Zadanie:
Oceń, czy zdania (a) „Spotkanie odbędzie się w poniedziałek, 11 stycznia”, (b) „Prezydent miasta zaprezentuje koncepcję sama, bez udziału architektów” i (c) „Wiadomo już, co znajdzie się w koncepcji” są zgodne z wyodrębnionym tekstem poniżej. Przy każdym odpowiedz „tak” albo „nie” i przytocz dosłownie rozstrzygające słowa tekstu.

Wyodrębniony tekst:
────────────────────────────────────────

Piłsudskiego, Jana Pawła II i Zdrój zmienią swoje oblicze?
W poniedziałek, 11 stycznia odbędzie się kolejne spotkanie z cyklu "O mieście bez politykowania", których inicjatorką jest prezydent miasta, Anna Hetman. Tematem spotkania będzie zagospodarowanie przestrzeni miejskiej na alei Piłsudskiego, Jana Pawła II i w Zdroju.
Podczas spotkania prezydent miasta wraz z architektami zaprezentuje mieszkańcom koncepcję zagospodarowania terenu głównych alei w mieście oraz dzielnicy Zdrój. Co to będzie? Jeszcze nie wiadomo. Ma to być jednak kolejny krok przybliżający do "dokończenia miasta bez centrum".
- Z rozmów z mieszkańcami na temat naszej miejskiej przestrzeni wynika wiele wniosków m.in. że w mieście bez centrum, jakim jest Jastrzębie, musimy położyć duży nacisk na dobre urządzenie przestrzeni, tak by stała się przestrzenią publiczną z prawdziwego zdarzenia, by dawała pretekst do spotkań, ale też, by stała się wizytówką naszego miasta – jednym słowem, by była spójna, funkcjonalna i cieszyła oko - mówi Anna Hetman.

────────────────────────────────────────

Widoczne wiersze:
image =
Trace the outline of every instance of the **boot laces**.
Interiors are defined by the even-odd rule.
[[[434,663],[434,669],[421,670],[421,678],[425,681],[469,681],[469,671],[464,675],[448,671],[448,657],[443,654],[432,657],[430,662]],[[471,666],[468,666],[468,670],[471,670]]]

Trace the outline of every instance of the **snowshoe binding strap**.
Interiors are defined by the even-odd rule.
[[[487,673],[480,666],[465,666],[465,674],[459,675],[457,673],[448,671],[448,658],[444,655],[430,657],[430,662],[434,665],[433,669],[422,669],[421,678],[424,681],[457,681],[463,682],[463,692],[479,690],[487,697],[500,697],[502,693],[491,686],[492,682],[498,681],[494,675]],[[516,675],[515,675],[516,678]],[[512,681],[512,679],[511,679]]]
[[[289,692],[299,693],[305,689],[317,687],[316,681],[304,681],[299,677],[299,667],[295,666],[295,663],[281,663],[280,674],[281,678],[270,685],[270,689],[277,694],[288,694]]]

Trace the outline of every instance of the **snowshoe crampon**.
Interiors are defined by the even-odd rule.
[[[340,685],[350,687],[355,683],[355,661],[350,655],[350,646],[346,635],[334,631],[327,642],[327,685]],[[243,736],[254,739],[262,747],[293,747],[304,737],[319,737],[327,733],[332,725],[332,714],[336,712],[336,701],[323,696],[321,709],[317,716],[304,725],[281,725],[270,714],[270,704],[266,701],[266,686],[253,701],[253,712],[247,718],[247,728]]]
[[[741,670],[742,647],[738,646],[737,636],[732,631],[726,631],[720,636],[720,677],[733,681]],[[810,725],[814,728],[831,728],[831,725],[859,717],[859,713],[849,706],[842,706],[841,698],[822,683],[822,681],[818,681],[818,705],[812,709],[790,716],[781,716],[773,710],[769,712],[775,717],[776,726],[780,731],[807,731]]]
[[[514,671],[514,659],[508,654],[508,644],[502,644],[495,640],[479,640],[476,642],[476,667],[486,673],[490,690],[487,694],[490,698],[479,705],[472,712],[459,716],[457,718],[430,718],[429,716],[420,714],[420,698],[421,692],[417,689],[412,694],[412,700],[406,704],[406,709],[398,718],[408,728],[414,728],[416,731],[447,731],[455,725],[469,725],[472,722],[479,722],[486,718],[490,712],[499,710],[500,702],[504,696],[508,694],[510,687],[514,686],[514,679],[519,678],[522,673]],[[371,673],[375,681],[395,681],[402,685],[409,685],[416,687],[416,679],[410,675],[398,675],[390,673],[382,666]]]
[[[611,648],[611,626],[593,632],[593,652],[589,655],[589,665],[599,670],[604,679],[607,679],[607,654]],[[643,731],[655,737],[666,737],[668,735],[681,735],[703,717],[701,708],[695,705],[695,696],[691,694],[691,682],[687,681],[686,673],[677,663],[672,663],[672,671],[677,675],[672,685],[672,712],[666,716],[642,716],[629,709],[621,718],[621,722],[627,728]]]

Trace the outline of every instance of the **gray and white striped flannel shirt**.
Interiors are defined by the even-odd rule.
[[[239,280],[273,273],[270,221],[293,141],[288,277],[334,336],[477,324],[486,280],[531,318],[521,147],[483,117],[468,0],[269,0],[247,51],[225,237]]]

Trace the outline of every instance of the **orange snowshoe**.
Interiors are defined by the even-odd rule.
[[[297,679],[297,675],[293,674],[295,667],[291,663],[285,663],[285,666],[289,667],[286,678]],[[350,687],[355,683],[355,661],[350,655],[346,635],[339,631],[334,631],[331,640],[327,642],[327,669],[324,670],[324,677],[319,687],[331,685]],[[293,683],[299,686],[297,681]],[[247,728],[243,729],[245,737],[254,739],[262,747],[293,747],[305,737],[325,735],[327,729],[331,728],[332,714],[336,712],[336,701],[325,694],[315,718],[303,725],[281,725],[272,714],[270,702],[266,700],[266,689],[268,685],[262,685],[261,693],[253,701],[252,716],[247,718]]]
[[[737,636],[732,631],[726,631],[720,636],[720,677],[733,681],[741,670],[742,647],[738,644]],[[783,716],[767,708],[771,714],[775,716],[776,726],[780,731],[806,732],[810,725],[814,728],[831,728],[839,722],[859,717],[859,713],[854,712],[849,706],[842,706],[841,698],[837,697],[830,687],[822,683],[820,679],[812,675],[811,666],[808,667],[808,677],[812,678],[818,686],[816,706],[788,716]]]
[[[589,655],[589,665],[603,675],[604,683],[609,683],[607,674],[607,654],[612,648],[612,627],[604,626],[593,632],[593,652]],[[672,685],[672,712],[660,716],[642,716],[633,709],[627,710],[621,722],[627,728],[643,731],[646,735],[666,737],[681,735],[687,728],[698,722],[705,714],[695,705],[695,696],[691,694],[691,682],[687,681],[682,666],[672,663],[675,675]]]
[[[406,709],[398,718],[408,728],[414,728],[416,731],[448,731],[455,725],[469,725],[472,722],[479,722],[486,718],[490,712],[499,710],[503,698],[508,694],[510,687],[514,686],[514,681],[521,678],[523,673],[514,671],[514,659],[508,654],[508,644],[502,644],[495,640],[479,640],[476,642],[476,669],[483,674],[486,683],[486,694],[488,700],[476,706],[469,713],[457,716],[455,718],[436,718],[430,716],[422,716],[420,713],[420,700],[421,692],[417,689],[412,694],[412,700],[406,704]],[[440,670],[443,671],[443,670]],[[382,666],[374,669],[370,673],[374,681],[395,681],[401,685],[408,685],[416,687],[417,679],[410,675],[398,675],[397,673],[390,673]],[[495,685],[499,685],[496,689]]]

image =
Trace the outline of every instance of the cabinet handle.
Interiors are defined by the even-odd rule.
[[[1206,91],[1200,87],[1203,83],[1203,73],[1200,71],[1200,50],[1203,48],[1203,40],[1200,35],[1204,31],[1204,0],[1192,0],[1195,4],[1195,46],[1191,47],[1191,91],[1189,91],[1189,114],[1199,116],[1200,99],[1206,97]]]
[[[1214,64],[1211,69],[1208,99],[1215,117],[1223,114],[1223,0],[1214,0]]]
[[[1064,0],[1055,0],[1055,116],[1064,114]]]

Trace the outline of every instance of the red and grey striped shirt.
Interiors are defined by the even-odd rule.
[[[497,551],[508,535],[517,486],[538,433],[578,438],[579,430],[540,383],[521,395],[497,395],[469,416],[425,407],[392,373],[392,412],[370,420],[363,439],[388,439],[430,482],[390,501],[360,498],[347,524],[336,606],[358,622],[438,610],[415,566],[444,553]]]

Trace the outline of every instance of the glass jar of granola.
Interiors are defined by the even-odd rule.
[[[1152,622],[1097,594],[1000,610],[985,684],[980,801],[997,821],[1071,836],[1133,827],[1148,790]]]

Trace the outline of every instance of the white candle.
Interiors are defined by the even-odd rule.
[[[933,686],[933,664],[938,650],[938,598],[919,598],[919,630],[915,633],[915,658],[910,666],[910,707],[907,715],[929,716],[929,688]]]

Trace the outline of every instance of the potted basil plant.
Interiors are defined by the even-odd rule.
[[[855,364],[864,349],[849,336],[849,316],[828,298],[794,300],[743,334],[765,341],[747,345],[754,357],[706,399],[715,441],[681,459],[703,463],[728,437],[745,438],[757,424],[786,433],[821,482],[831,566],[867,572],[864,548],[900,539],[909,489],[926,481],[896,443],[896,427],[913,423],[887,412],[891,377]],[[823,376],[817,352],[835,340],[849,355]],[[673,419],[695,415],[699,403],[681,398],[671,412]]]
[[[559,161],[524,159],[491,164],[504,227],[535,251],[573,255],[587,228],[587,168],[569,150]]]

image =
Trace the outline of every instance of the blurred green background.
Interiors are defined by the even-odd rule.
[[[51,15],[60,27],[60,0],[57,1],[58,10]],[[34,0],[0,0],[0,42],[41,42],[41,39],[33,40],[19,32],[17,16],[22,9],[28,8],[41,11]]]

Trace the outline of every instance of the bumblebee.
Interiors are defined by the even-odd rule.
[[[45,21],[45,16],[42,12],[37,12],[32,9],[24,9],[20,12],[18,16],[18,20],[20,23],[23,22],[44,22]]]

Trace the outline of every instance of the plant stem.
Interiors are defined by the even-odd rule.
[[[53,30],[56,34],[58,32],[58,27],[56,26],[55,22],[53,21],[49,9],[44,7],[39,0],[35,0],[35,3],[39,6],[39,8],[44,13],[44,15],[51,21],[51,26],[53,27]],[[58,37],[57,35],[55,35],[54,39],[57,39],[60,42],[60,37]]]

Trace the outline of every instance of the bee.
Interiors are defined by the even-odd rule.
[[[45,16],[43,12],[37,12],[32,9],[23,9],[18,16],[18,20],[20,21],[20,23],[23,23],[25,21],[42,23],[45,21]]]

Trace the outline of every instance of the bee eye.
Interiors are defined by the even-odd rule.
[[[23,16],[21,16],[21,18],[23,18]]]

────────────────────────────────────────

Odpowiedź pisemna:
(a) Tak: „W poniedziałek, 11 stycznia odbędzie się kolejne spotkanie”.
(b) Nie: „prezydent miasta wraz z architektami zaprezentuje mieszkańcom koncepcję”.
(c) Nie: „Co to będzie? Jeszcze nie wiadomo.”